Anweisungen.
Ermitteln Sie, in wie vielen Zeilen der Datensätze die Zeichenfolge „white“ vorkommt, wobei Groß- und Kleinschreibung zu beachten ist. Geben Sie ausschließlich die Zahl an.

======== Zu verwendende Daten ========

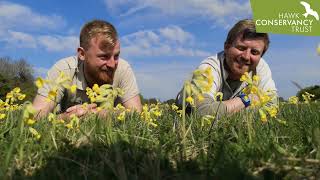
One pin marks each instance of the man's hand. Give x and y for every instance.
(81, 110)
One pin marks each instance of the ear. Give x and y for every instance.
(226, 46)
(81, 53)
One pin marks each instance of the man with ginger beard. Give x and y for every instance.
(243, 51)
(97, 62)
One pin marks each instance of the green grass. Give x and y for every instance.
(237, 147)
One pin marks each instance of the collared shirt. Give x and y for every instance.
(229, 88)
(73, 68)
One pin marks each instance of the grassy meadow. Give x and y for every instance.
(239, 146)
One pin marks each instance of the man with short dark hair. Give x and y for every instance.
(97, 62)
(242, 53)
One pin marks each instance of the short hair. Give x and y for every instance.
(247, 29)
(98, 27)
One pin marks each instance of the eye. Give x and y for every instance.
(255, 52)
(116, 57)
(241, 48)
(104, 57)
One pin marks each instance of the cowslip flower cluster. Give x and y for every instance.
(151, 113)
(9, 104)
(307, 97)
(29, 115)
(293, 100)
(74, 122)
(104, 95)
(120, 112)
(260, 98)
(202, 81)
(175, 108)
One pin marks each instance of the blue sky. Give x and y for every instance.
(163, 40)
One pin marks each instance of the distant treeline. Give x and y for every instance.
(18, 73)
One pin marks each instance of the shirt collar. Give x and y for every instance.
(81, 80)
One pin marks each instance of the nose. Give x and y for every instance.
(246, 54)
(112, 62)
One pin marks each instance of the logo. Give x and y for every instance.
(309, 11)
(287, 16)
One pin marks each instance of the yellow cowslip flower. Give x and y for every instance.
(207, 119)
(69, 125)
(264, 99)
(73, 88)
(307, 97)
(256, 79)
(174, 107)
(59, 121)
(63, 80)
(35, 133)
(272, 111)
(14, 95)
(200, 97)
(245, 77)
(263, 116)
(52, 94)
(157, 113)
(51, 117)
(254, 90)
(190, 100)
(119, 107)
(153, 124)
(96, 88)
(16, 90)
(74, 122)
(122, 116)
(40, 82)
(29, 112)
(2, 116)
(21, 96)
(218, 96)
(30, 122)
(293, 100)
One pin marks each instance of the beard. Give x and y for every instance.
(100, 76)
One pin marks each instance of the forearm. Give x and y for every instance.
(234, 105)
(210, 107)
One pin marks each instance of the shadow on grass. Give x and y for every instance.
(125, 161)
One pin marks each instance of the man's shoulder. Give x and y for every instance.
(68, 63)
(123, 65)
(263, 65)
(211, 61)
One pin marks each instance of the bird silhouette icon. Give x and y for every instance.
(309, 11)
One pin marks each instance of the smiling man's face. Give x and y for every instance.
(243, 55)
(101, 61)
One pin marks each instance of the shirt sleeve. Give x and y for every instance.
(128, 84)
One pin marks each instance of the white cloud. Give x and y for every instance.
(219, 11)
(175, 33)
(15, 39)
(59, 43)
(40, 71)
(162, 81)
(19, 40)
(14, 15)
(167, 41)
(294, 64)
(20, 27)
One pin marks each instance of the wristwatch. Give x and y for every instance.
(245, 99)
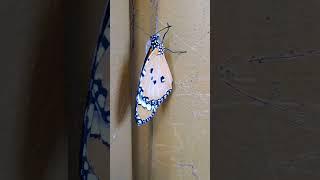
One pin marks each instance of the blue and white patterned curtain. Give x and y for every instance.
(96, 122)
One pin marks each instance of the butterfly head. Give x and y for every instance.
(156, 43)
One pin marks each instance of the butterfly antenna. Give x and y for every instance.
(164, 35)
(179, 52)
(168, 26)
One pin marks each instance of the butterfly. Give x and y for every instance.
(155, 83)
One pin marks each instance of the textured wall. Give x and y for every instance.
(33, 141)
(266, 112)
(176, 144)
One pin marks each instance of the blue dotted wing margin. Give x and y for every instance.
(96, 121)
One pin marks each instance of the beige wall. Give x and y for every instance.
(33, 141)
(121, 161)
(176, 144)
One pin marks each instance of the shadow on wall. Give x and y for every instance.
(44, 123)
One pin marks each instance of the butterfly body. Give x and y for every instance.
(155, 83)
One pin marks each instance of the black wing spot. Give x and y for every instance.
(162, 79)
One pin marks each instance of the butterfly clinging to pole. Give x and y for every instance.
(155, 83)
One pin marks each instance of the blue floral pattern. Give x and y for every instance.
(96, 122)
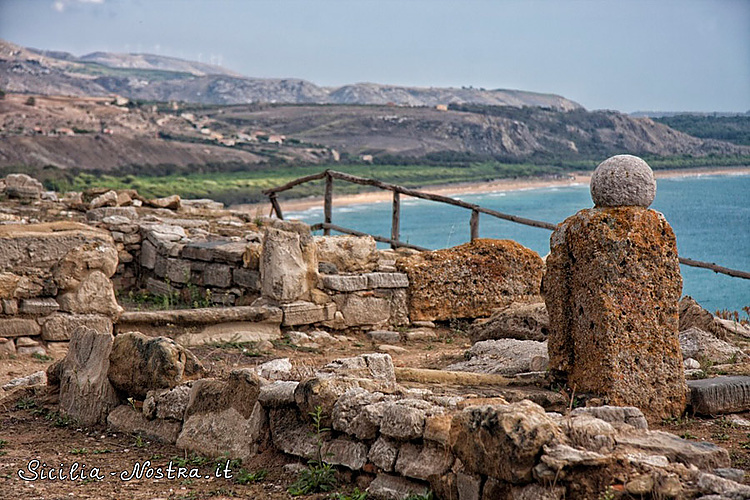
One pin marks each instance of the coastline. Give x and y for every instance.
(500, 185)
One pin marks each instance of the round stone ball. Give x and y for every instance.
(623, 181)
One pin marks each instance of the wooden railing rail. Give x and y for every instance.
(327, 226)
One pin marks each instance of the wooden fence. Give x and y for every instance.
(327, 226)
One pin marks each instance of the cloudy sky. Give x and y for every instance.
(681, 55)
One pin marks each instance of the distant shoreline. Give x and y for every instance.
(458, 189)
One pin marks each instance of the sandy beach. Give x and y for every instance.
(575, 178)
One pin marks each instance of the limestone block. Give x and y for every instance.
(387, 280)
(347, 253)
(470, 280)
(288, 266)
(225, 417)
(306, 313)
(524, 321)
(17, 327)
(504, 440)
(611, 288)
(39, 306)
(95, 295)
(139, 364)
(127, 419)
(60, 327)
(85, 391)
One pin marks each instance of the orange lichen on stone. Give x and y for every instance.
(471, 280)
(612, 288)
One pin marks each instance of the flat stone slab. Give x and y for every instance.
(712, 396)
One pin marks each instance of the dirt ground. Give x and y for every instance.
(31, 429)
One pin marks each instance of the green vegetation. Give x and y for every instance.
(319, 476)
(734, 129)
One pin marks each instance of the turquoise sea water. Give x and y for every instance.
(710, 215)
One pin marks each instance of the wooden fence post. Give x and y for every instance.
(328, 203)
(396, 218)
(474, 224)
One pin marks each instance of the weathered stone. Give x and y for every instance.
(17, 327)
(383, 454)
(125, 418)
(306, 313)
(405, 419)
(505, 357)
(278, 394)
(23, 187)
(59, 327)
(246, 278)
(387, 487)
(347, 253)
(611, 289)
(698, 344)
(170, 202)
(95, 295)
(517, 321)
(361, 310)
(291, 434)
(36, 378)
(7, 347)
(139, 364)
(225, 417)
(704, 455)
(288, 266)
(76, 264)
(714, 396)
(85, 391)
(422, 461)
(217, 275)
(108, 199)
(276, 369)
(358, 413)
(148, 255)
(629, 415)
(10, 306)
(39, 306)
(470, 280)
(169, 404)
(504, 440)
(386, 280)
(346, 452)
(623, 180)
(384, 336)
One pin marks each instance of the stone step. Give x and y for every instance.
(205, 325)
(713, 396)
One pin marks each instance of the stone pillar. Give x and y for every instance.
(612, 287)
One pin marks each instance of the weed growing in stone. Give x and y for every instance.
(319, 476)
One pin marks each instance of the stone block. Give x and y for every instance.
(344, 283)
(387, 280)
(246, 278)
(715, 396)
(126, 419)
(59, 327)
(17, 327)
(219, 275)
(39, 306)
(612, 288)
(306, 313)
(470, 280)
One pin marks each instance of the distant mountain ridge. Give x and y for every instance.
(161, 78)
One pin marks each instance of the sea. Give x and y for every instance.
(710, 215)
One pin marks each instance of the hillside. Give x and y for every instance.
(158, 78)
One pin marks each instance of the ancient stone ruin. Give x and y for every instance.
(495, 424)
(612, 289)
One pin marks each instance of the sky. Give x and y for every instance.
(627, 55)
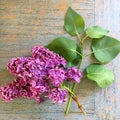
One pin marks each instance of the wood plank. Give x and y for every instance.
(24, 24)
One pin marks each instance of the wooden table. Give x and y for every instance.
(25, 23)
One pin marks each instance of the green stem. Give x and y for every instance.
(75, 84)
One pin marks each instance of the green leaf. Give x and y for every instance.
(98, 73)
(105, 49)
(66, 48)
(96, 32)
(73, 22)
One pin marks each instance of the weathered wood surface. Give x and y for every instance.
(25, 23)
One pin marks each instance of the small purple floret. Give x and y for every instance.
(39, 76)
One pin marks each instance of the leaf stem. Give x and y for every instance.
(80, 64)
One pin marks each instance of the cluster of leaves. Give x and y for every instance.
(103, 47)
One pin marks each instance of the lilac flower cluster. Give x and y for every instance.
(39, 76)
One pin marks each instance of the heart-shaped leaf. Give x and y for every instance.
(73, 22)
(105, 49)
(96, 32)
(98, 73)
(66, 48)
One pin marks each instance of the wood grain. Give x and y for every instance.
(26, 23)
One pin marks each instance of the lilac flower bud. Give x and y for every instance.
(73, 74)
(58, 95)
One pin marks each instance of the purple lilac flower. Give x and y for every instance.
(73, 74)
(51, 59)
(56, 76)
(39, 76)
(58, 95)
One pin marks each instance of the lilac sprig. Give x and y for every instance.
(39, 76)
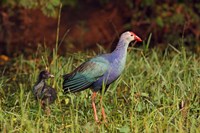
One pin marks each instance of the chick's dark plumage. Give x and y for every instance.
(46, 94)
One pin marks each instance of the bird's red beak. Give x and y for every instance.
(137, 38)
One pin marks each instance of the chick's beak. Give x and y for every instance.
(138, 39)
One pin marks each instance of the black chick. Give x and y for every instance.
(42, 92)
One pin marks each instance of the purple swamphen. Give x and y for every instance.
(102, 69)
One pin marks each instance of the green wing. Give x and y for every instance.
(83, 76)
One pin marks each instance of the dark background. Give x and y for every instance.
(25, 24)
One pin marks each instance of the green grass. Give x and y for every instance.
(157, 92)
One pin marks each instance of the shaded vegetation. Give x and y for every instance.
(158, 92)
(93, 22)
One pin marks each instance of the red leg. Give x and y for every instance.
(102, 110)
(94, 107)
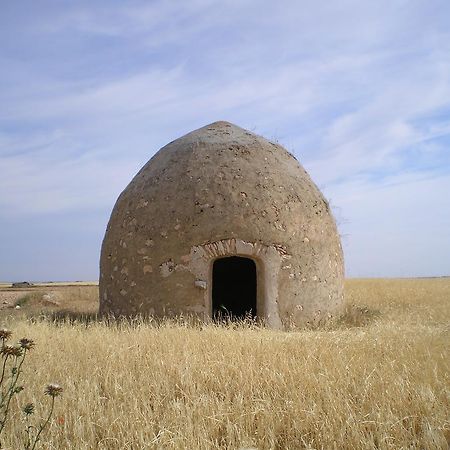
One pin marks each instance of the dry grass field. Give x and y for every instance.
(377, 379)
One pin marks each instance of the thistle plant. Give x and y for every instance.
(12, 360)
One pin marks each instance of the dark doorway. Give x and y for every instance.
(234, 288)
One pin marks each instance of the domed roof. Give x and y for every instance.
(217, 183)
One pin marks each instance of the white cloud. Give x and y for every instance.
(358, 90)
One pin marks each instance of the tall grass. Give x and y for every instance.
(377, 379)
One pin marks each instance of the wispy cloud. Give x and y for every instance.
(359, 91)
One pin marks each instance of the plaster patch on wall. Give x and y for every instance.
(167, 268)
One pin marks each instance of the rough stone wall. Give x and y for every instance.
(218, 191)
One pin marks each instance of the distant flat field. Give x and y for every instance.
(377, 378)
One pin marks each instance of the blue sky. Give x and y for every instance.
(358, 90)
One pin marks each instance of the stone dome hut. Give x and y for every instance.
(222, 222)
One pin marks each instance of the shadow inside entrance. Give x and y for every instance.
(234, 288)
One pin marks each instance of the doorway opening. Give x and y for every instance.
(234, 289)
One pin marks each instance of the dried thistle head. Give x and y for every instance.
(26, 344)
(5, 334)
(53, 390)
(28, 409)
(11, 350)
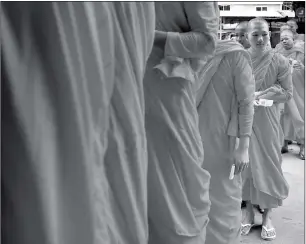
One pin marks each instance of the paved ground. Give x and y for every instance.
(288, 219)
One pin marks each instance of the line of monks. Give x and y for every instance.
(130, 123)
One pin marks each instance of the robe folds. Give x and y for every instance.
(225, 98)
(263, 182)
(74, 168)
(178, 187)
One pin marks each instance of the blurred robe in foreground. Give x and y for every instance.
(225, 106)
(74, 147)
(177, 185)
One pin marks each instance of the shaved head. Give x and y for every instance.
(285, 27)
(242, 26)
(257, 21)
(293, 25)
(288, 33)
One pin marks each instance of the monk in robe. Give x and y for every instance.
(296, 36)
(178, 187)
(225, 99)
(293, 124)
(74, 146)
(241, 33)
(264, 182)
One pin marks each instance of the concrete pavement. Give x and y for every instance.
(288, 219)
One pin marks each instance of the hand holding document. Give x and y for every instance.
(263, 103)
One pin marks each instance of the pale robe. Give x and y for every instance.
(177, 185)
(225, 113)
(264, 183)
(293, 123)
(73, 92)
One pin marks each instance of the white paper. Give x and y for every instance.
(232, 173)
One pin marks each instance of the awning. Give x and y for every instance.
(254, 13)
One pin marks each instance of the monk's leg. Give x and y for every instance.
(249, 214)
(302, 151)
(285, 147)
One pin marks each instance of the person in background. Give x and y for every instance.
(298, 41)
(178, 187)
(225, 96)
(241, 34)
(74, 158)
(293, 26)
(264, 183)
(293, 123)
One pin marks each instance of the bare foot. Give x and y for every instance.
(249, 214)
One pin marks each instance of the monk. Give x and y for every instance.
(265, 183)
(293, 124)
(298, 38)
(225, 106)
(294, 27)
(74, 146)
(178, 186)
(241, 33)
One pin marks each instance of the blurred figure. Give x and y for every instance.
(74, 147)
(241, 34)
(293, 123)
(297, 38)
(265, 184)
(225, 106)
(178, 186)
(293, 27)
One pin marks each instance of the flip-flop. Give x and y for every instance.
(260, 210)
(246, 228)
(268, 234)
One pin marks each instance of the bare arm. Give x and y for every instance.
(283, 90)
(245, 90)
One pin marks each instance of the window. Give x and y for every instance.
(287, 6)
(225, 7)
(261, 8)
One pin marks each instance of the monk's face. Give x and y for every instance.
(292, 25)
(241, 36)
(285, 27)
(287, 40)
(258, 35)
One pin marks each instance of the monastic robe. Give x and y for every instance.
(293, 118)
(264, 183)
(225, 106)
(177, 185)
(72, 77)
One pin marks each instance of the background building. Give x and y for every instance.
(276, 13)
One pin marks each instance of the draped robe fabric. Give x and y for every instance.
(263, 182)
(74, 146)
(178, 201)
(225, 105)
(293, 118)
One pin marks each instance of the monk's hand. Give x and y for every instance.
(241, 159)
(298, 65)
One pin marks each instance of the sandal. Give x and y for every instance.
(246, 228)
(285, 149)
(268, 234)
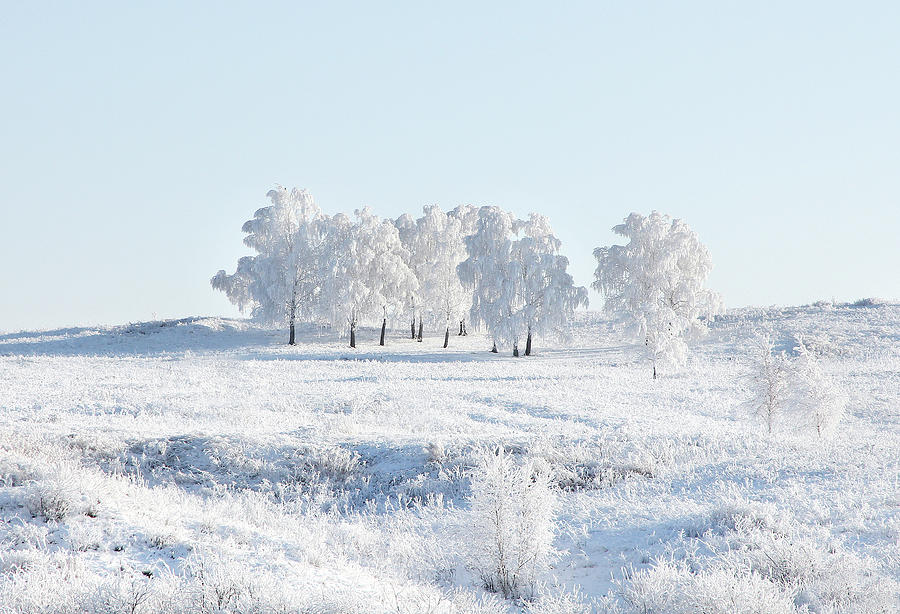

========

Schriftliche Antwort.
4